Rewrite everything from the start of the records down to the line containing "Target: dug trench", changing each "dug trench" to "excavated trench" and leaving the rest of those lines as they are.
[Begin Data entries]
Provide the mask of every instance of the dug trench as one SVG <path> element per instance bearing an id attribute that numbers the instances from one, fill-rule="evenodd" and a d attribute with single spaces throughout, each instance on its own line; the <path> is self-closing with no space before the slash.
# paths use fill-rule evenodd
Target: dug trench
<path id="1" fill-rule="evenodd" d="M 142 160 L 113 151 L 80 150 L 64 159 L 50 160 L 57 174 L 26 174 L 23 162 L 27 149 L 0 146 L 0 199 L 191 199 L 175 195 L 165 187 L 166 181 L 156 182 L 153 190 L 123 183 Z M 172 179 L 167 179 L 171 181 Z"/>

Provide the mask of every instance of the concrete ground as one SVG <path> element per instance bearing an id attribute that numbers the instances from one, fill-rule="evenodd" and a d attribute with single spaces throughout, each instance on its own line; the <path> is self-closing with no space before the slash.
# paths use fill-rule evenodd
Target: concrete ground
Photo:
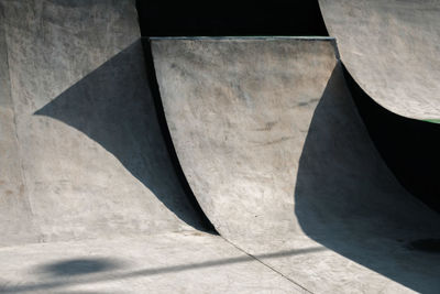
<path id="1" fill-rule="evenodd" d="M 0 249 L 0 293 L 304 293 L 197 231 Z"/>
<path id="2" fill-rule="evenodd" d="M 333 39 L 152 41 L 217 236 L 134 1 L 0 13 L 0 293 L 440 288 L 408 246 L 439 216 L 374 149 Z"/>
<path id="3" fill-rule="evenodd" d="M 333 39 L 153 39 L 182 167 L 219 233 L 315 293 L 436 293 L 440 217 L 397 182 Z M 304 254 L 289 254 L 300 250 Z"/>

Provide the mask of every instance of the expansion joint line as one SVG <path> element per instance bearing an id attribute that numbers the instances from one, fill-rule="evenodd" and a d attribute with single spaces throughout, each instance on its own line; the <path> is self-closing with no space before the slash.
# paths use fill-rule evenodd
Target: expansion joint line
<path id="1" fill-rule="evenodd" d="M 238 247 L 237 244 L 234 244 L 233 242 L 229 241 L 228 239 L 226 239 L 223 236 L 219 235 L 226 242 L 230 243 L 231 246 L 233 246 L 237 250 L 243 252 L 244 254 L 246 254 L 248 257 L 250 257 L 251 259 L 260 262 L 261 264 L 263 264 L 264 266 L 266 266 L 267 269 L 272 270 L 273 272 L 277 273 L 278 275 L 283 276 L 284 279 L 286 279 L 287 281 L 289 281 L 290 283 L 293 283 L 294 285 L 296 285 L 297 287 L 299 287 L 300 290 L 302 290 L 305 293 L 310 293 L 314 294 L 314 292 L 311 292 L 310 290 L 308 290 L 307 287 L 302 286 L 301 284 L 299 284 L 298 282 L 294 281 L 293 279 L 286 276 L 285 274 L 283 274 L 282 272 L 275 270 L 273 266 L 268 265 L 267 263 L 265 263 L 264 261 L 262 261 L 261 259 L 258 259 L 255 255 L 252 255 L 251 253 L 248 253 L 246 251 L 244 251 L 243 249 L 241 249 L 240 247 Z"/>

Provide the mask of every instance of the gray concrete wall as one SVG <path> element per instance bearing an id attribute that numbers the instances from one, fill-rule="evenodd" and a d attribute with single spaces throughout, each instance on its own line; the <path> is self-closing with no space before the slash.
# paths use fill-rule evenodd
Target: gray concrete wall
<path id="1" fill-rule="evenodd" d="M 0 244 L 197 227 L 158 127 L 134 1 L 0 4 Z"/>
<path id="2" fill-rule="evenodd" d="M 439 216 L 382 161 L 333 42 L 154 39 L 183 170 L 223 237 L 312 292 L 433 293 L 439 257 L 406 246 Z"/>
<path id="3" fill-rule="evenodd" d="M 408 118 L 440 118 L 440 2 L 320 0 L 341 58 L 370 97 Z"/>

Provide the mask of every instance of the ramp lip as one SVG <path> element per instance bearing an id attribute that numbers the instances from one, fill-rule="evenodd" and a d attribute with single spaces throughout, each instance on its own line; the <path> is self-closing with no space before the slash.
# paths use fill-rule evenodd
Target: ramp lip
<path id="1" fill-rule="evenodd" d="M 305 41 L 336 41 L 334 36 L 290 36 L 290 35 L 246 35 L 246 36 L 144 36 L 150 41 L 161 40 L 305 40 Z"/>

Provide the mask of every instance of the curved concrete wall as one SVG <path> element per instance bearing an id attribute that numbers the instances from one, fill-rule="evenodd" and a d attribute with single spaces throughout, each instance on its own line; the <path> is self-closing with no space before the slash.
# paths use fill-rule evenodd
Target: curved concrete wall
<path id="1" fill-rule="evenodd" d="M 365 92 L 414 119 L 440 119 L 440 2 L 320 0 L 341 58 Z"/>
<path id="2" fill-rule="evenodd" d="M 198 227 L 134 1 L 1 1 L 0 244 Z"/>
<path id="3" fill-rule="evenodd" d="M 223 237 L 314 292 L 440 286 L 439 257 L 405 247 L 439 237 L 439 216 L 375 150 L 333 40 L 153 39 L 152 50 L 183 170 Z"/>

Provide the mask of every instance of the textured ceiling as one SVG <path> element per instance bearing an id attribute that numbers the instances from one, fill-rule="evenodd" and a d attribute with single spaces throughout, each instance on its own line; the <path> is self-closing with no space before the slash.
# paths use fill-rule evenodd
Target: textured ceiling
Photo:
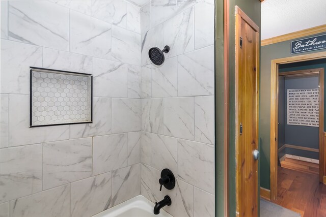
[End Data entries]
Response to this task:
Provide the mask of every instance of the excavated trench as one SVG <path> element per instance bearing an id attribute that numbers the instances from one, fill-rule="evenodd" and a d attribute with single spaces throughout, each instance on its own line; the <path> is self-closing with no space before the slash.
# paths use fill-rule evenodd
Target: excavated trench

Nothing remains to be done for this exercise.